DIRECTION:
Identify the line in which "of the thick-billed" appears, then reproduce that line and all remaining lines of the records word for word.

[Rows from a dataset]
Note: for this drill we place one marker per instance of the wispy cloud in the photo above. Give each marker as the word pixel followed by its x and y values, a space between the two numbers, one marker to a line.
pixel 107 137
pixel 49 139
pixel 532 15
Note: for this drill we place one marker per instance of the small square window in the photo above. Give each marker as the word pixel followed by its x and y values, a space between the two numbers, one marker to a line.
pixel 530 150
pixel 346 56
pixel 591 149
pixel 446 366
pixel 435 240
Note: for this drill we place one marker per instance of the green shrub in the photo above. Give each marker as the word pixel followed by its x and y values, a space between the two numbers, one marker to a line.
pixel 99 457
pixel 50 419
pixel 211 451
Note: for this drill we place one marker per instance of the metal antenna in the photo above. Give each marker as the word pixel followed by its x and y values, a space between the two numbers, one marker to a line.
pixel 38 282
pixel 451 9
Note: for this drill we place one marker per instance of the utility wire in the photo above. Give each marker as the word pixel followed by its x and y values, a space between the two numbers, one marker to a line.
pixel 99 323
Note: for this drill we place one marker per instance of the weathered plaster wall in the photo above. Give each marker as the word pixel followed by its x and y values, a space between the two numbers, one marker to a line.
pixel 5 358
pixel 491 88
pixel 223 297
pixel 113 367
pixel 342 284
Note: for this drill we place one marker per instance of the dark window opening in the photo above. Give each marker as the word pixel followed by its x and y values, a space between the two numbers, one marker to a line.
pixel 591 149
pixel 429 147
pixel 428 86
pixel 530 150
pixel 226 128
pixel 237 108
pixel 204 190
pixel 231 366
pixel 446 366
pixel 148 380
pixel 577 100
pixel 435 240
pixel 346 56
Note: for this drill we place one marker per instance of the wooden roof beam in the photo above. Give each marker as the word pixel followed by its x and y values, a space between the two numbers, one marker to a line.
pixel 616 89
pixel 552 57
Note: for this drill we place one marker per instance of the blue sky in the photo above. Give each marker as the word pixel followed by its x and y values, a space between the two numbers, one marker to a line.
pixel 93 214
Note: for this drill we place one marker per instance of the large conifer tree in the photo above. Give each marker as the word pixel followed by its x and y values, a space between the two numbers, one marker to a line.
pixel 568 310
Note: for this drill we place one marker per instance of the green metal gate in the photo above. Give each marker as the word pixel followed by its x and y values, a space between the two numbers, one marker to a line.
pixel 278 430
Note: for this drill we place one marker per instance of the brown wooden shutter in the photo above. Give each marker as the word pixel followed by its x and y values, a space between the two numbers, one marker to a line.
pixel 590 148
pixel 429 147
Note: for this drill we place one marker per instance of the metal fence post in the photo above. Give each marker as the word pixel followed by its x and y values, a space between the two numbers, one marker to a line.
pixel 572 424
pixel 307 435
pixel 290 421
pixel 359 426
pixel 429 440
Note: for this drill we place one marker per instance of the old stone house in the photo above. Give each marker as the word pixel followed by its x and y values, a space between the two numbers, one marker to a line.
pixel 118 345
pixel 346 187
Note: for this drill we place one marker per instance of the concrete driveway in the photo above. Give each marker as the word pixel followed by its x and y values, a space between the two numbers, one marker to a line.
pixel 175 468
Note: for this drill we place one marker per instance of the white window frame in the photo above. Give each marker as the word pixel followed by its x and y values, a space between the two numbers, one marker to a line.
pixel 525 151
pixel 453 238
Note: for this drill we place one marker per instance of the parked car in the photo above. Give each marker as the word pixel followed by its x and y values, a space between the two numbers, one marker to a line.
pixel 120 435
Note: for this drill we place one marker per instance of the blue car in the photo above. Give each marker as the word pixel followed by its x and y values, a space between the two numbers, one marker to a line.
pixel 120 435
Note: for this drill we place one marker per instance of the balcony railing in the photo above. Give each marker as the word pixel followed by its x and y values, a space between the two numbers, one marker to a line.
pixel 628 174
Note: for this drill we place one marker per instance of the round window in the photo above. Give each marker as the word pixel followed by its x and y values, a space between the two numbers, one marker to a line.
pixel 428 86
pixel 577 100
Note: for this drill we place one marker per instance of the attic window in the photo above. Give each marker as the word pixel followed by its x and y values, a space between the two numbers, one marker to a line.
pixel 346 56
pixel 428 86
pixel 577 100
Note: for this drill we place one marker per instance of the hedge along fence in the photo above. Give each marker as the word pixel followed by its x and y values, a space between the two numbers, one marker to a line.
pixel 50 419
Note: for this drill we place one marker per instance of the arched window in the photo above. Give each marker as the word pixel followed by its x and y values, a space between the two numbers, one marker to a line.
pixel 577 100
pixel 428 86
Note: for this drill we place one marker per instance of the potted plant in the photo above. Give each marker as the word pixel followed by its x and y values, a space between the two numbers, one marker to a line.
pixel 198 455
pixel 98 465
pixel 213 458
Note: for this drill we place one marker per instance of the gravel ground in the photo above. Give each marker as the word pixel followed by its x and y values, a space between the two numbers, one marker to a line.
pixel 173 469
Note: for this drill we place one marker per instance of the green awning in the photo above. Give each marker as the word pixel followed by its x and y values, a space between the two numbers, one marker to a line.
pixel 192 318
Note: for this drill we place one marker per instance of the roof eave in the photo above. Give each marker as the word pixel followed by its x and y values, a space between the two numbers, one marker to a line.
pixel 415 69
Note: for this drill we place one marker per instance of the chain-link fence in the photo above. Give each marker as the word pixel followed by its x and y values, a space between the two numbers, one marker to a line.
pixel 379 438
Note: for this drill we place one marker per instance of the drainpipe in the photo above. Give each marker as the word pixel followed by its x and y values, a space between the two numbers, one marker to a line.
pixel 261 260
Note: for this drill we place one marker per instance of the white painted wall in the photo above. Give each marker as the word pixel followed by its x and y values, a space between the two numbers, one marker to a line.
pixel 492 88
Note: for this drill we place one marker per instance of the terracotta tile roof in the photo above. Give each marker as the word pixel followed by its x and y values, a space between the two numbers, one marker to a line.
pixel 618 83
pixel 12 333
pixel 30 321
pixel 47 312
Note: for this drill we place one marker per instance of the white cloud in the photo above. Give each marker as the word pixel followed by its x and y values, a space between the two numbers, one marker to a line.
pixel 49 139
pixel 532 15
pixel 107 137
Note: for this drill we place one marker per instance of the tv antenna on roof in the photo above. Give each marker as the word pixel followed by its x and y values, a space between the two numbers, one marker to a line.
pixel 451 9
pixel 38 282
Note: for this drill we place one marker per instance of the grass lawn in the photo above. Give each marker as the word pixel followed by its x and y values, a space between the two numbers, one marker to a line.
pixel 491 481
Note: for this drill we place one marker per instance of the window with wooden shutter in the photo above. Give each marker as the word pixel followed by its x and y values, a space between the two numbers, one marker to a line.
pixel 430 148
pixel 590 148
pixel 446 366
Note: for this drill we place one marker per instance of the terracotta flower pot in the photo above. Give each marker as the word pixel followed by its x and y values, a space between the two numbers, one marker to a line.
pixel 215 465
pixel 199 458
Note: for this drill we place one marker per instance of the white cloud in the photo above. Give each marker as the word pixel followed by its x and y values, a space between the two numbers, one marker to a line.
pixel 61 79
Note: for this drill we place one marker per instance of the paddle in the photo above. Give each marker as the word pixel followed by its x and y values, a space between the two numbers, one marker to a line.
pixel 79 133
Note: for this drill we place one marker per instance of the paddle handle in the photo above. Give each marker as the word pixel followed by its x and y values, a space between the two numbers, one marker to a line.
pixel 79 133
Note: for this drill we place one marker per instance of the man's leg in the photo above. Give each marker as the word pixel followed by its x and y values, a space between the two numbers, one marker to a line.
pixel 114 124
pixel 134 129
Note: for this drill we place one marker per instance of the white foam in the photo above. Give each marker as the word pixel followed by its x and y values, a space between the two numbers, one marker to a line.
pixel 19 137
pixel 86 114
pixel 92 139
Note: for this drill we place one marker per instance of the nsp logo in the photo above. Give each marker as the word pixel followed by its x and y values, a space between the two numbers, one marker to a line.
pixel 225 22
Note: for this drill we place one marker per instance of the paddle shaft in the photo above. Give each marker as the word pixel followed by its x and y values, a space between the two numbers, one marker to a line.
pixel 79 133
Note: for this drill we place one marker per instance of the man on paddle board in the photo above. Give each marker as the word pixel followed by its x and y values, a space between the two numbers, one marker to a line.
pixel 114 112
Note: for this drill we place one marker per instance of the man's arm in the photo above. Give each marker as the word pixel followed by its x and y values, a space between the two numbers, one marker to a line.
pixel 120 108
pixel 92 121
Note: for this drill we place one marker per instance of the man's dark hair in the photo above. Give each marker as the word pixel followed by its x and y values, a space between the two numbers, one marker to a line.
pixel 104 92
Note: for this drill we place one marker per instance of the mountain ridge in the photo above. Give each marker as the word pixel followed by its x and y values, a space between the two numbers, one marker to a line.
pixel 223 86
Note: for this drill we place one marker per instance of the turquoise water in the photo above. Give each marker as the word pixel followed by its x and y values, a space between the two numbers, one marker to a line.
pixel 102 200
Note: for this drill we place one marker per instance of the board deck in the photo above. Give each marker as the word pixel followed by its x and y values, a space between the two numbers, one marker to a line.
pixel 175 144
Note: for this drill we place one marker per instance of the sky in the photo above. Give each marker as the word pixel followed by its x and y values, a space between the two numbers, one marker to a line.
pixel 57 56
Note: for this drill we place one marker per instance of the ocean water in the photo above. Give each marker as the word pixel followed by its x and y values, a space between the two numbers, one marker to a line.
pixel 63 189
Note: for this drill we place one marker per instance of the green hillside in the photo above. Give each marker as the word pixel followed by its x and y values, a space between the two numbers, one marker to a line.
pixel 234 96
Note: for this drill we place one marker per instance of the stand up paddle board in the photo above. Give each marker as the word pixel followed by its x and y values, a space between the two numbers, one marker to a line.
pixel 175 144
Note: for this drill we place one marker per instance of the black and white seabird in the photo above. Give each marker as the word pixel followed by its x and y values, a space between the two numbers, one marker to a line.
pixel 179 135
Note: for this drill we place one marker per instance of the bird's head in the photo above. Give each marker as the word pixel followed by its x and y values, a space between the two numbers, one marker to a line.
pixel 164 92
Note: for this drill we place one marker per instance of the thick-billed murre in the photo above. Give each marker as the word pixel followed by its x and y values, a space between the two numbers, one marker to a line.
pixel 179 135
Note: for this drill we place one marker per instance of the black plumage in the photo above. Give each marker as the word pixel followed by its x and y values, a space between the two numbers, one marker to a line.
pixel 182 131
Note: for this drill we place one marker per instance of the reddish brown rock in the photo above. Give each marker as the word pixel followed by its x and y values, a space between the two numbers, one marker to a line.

EXERCISE OUTPUT:
Note: for this drill we place one marker per instance of the thick-billed murre in the photo above. Give each marker as the word pixel followed by its x and y values, a space between the two numbers, one marker to a line.
pixel 179 135
Note: for this drill we place one marker per instance of the black plumage in the photo above. Give each marker as the word pixel followed by its x and y values, a space between the two numbers, one marker to a line.
pixel 182 131
Note: for this drill we place one marker per instance of the reddish brown rock in the photo above. Give each marker as the word pixel followed by its x and y values, a space between the two numbers, one marker to a line.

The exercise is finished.